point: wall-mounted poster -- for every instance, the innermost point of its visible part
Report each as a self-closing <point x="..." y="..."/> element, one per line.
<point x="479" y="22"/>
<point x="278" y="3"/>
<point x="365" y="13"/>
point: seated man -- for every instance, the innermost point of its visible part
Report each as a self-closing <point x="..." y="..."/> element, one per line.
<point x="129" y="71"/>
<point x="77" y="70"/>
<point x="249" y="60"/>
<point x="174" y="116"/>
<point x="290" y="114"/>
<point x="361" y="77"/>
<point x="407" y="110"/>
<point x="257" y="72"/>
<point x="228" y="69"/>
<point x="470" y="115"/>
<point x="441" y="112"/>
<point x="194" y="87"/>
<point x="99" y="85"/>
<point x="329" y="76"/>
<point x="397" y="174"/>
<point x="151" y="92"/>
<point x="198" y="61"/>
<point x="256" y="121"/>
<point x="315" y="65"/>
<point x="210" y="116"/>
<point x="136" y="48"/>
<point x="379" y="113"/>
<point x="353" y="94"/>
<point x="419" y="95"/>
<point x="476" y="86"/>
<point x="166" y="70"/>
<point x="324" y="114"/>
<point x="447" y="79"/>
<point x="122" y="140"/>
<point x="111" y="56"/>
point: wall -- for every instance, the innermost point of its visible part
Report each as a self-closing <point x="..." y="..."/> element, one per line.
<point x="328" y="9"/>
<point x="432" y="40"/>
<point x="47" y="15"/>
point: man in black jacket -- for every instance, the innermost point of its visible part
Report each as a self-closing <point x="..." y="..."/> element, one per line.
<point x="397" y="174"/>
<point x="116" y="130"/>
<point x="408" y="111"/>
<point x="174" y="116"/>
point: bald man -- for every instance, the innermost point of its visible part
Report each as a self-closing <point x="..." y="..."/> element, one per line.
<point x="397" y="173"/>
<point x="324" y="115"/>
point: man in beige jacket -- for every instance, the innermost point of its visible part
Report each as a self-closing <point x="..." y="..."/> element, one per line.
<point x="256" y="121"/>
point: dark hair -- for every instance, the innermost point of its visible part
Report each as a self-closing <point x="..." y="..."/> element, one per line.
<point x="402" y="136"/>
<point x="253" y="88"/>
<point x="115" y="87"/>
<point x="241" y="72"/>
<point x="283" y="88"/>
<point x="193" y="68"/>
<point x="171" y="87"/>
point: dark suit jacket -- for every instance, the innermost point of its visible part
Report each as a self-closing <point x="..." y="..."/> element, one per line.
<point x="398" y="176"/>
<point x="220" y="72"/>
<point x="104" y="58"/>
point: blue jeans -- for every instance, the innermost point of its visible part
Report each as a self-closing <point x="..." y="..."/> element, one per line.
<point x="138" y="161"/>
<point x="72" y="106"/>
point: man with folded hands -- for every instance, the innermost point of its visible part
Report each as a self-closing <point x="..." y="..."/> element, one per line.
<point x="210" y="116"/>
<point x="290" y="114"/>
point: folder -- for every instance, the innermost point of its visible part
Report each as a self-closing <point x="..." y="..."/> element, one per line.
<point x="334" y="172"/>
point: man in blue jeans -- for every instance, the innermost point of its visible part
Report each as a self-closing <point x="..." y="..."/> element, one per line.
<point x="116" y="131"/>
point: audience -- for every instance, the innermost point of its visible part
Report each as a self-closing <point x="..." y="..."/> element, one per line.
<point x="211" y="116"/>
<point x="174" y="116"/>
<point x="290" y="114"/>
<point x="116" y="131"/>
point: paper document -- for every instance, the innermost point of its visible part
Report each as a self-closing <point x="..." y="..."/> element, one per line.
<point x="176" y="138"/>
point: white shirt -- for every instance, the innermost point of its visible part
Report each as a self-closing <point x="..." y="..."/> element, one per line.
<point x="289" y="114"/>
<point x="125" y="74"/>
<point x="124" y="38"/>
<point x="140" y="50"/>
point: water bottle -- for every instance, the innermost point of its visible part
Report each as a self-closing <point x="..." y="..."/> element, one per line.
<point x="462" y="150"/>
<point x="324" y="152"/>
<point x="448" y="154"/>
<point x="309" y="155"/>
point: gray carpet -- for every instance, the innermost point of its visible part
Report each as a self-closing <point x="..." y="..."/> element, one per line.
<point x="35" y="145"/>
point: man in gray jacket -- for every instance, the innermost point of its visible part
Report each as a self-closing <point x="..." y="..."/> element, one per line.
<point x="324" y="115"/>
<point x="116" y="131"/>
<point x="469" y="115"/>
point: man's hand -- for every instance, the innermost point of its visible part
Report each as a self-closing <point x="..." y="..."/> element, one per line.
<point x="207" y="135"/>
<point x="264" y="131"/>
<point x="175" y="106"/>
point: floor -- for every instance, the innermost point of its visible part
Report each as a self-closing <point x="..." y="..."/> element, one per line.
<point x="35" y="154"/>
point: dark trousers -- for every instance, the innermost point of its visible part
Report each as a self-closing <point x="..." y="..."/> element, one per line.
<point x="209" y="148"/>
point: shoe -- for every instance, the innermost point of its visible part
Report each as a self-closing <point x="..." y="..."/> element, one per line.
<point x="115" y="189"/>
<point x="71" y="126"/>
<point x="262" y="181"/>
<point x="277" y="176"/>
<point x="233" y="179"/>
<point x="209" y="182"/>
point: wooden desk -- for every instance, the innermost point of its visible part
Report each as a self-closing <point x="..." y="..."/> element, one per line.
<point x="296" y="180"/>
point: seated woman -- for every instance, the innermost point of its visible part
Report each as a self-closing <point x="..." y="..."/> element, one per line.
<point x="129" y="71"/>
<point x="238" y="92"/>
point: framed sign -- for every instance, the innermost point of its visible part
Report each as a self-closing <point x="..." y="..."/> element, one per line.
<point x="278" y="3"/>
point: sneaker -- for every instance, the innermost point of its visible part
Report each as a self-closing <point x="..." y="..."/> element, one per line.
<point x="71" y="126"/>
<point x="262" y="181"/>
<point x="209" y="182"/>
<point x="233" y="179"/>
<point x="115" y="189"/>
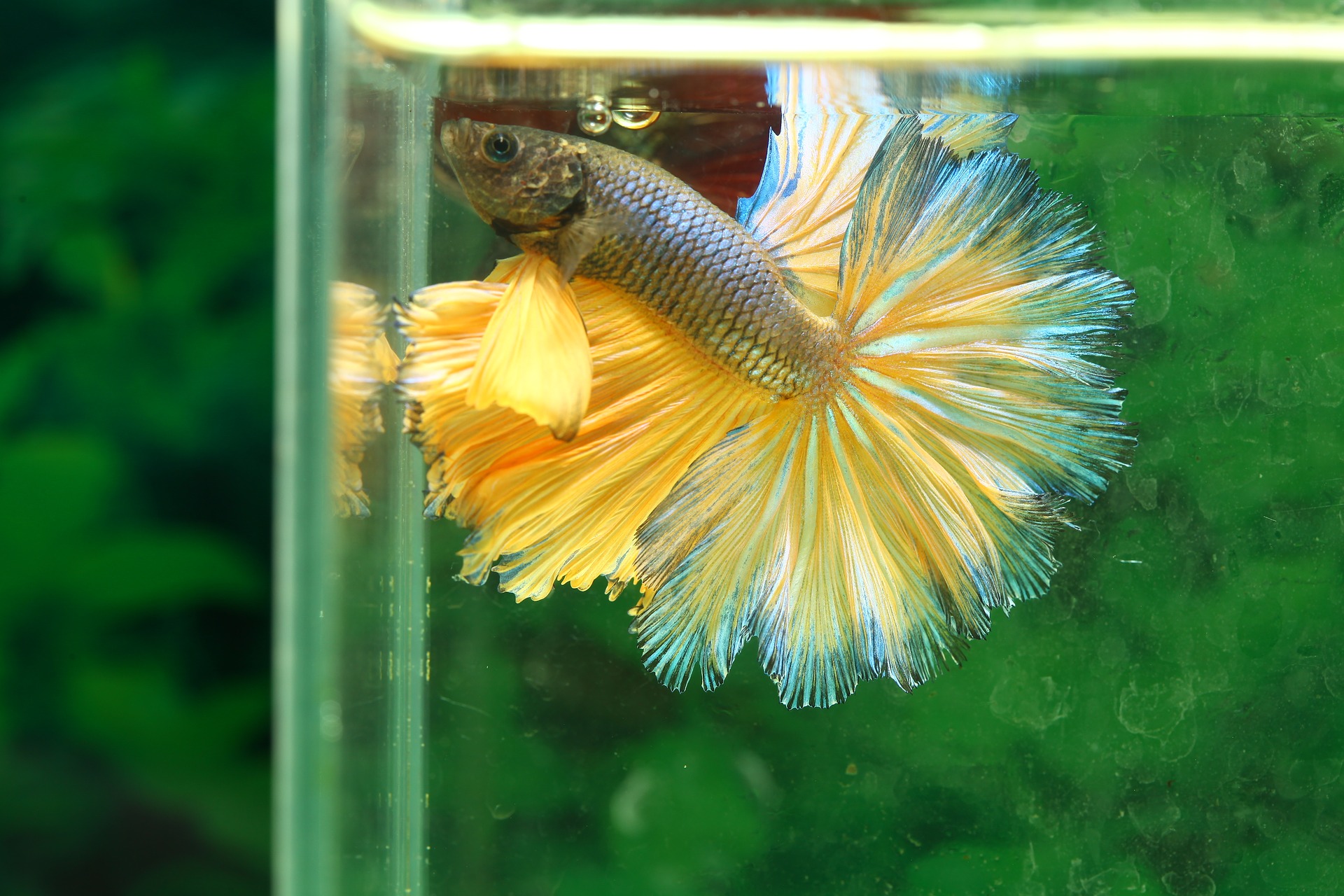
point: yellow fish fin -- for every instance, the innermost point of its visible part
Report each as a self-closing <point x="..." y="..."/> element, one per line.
......
- [Task statement]: The answer should hold only the lines from the start of the records above through the line containing "point: seated man", each set down exactly.

- [Answer section]:
point: wall-mounted poster -- for every instance, the innermost point of its visible part
Report each as a self-closing <point x="..." y="..."/> element, one per line.
<point x="479" y="22"/>
<point x="278" y="3"/>
<point x="365" y="13"/>
point: seated man -- for every instance, the innermost point of its visible part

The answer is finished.